---------- Source extract ----------

French government moves to privatise the Paris airports company (ADP), but critics accuse it of selling the state's "crown's jewels".
French government moves to privatise the Paris airports company (ADP), but critics accuse it of selling the state's "crown's jewels". ERIC PIERMONT / AFP

A referendum to delay or block the French government from privatising the Paris airport company (ADP) faced technical glitches Thursday just hours after it was launched online. The interior ministry has insisted the website is now fully functional, but critics denounce a "denial of democracy."


Within hours of the referendum's launch on the government's website Thursday, users reported facing difficulties signing the petition.

A coincidence? Perhaps, but it will do little to reassure critics who are hell-bent on ensuring that the Paris airports company is never privatised.

On Twitter, lawmaker François Cornut-Gentille from the conservative Les Republicains party tweeted: "Denial of democracy."

While Alexis Corbière from the far-left France Unbowed (LFI) wrote that he tried to sign the petition three times before eventually succeeding.

It might seem unusual for politicians with diametrically opposed views to agree on anything, but the issue of privatisation has banded together an unusual alliance of parliamentarians stretching from the Communists right down to the far-right National Rally of Marine Le Pen.

Le Pen's party issued a statement Thursday urging French citizens to back the public referendum and say 'No' to the Paris airport company going private.

Would it really be all bad?

Critics say it represents an "attack on national heritage".

On top of owning the French capital’s main airports, Charles-de-Gaulle and Orly, the Paris airports company holds stakes in a host of other hubs around the world, making it a global leader in its sector. 

Opponents also argue it would mean surrendering control of France's main port of entry--more than 105 million passengers travelled through the Paris airports last year.

"With privatisation, the state is taking a liberal path and disengaging from the economy sector," says Maxime Combes, an economist with the rights group ATTAC.

---------- Dataset content ----------

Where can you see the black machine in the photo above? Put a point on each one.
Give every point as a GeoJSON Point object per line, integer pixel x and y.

----------

**Work to do:**
Answer these from the article on privatizing the Paris airports company:
(a) Which two airports in the French capital does the company own?
(b) How many passengers traveled through the Paris airports last year?
(c) What party is lawmaker François Cornut-Gentille from?

**Answer to this problem:**
(a) Charles-de-Gaulle and Orly
(b) More than 105 million
(c) The conservative Les Republicains party